──────── Textauszug ────────

Wellengang über den Köpfen

Die ovale Deckenaussparung mit indirekter Beleuchtung wurde formverleimt. Bild: Karl Bucher AG

Gastrobau.  Die Karl Bucher AG aus Goldau zeigt mit einem beispielhaften Umbauobjekt, wie ein moderner Schreinerbetrieb mittels enger Kundenbetreuung, technischen und fachlichen Know-hows und pfiffiger Schreinerlösungen einen Mehrwert für sich und die Kundschaft erarbeitet.

Seit diesem Mai hat die Fischerstube in Lauerz SZ nach den umfangreichen Renovierungsarbeiten wieder geöffnet. Beim Betreten des besonderen Seerestaurants, das nur knapp 1300 Millimeter über dem Wasserspiegel des Lauerzersees liegt, wird der Gast von einem harmonisch abgestimmten Materialmix und einer besonderen Deckenkonstruktion empfangen. Die Wogen der einzelnen Lamellen an der Decke nehmen das Wellenspiel des Sees auf und tragen es über die Köpfe der Besucher in den Speisesaal. Wie bei so vielen gelungenen Schreinerarbeiten sieht die Konstruktion und die Ausführung für den Betrachter am Ende simpel und klar aus.

Damit jedoch die einzelnen Lamellen der Decke die Wellen ohne Versatz rüberbringen können und alle Materialien harmonisch zusammenpassen, müssen die Arbeitsschritte technisch und handwerklich perfekt miteinander koordiniert sein. «Die Herausforderung war es, die vielen Ideen und möglichen Synergien aufeinander abzustimmen», sagt Oliver Ziefle, diplomierter Schreinermeister und Projektleiter bei der Karl Bucher AG in Goldau SZ.

Form und Materialien richtig setzen

Den Entschluss, das Wellenspiel an der Decke wieder aufzugreifen, war seitens des Planers schnell gefasst. Auch dass es sich um eine dreidimensionale Konstruktion und nicht bloss um ein zweidimensionales Bild handeln sollte, war klar. Doch zur Festlegung der genauen Materialisierung und der richtigen Dimensionierung der Deckenelemente musste der Innenausbauer einige Konstruktionsvarianten erarbeiten. «Wir fertigten insgesamt drei Prototypen der Deckenelemente, bis wir diese genau definiert hatten», sagt Oliver Ziefle.

────────

Arbeitsauftrag 1 -> Wie viele Prototypen der Deckenelemente wurden laut dem Textauszug gefertigt, bis diese genau definiert waren?
Arbeitsauftrag 2 -> Zitieren Sie aus dem Textauszug die Passage von „Die ovale Deckenaussparung“ bis „die Kundschaft erarbeitet.“.

──────── Angezeigte Informationen ────────

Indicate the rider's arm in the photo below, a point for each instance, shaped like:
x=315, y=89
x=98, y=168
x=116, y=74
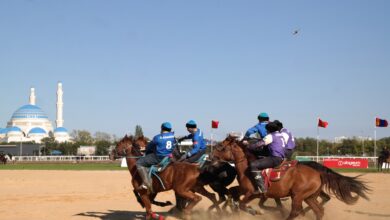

────────

Lösung 1 -> Drei Prototypen.

Lösung 2 ->
Die ovale Deckenaussparung mit indirekter Beleuchtung wurde formverleimt. Bild: Karl Bucher AG

Gastrobau.  Die Karl Bucher AG aus Goldau zeigt mit einem beispielhaften Umbauobjekt, wie ein moderner Schreinerbetrieb mittels enger Kundenbetreuung, technischen und fachlichen Know-hows und pfiffiger Schreinerlösungen einen Mehrwert für sich und die Kundschaft erarbeitet.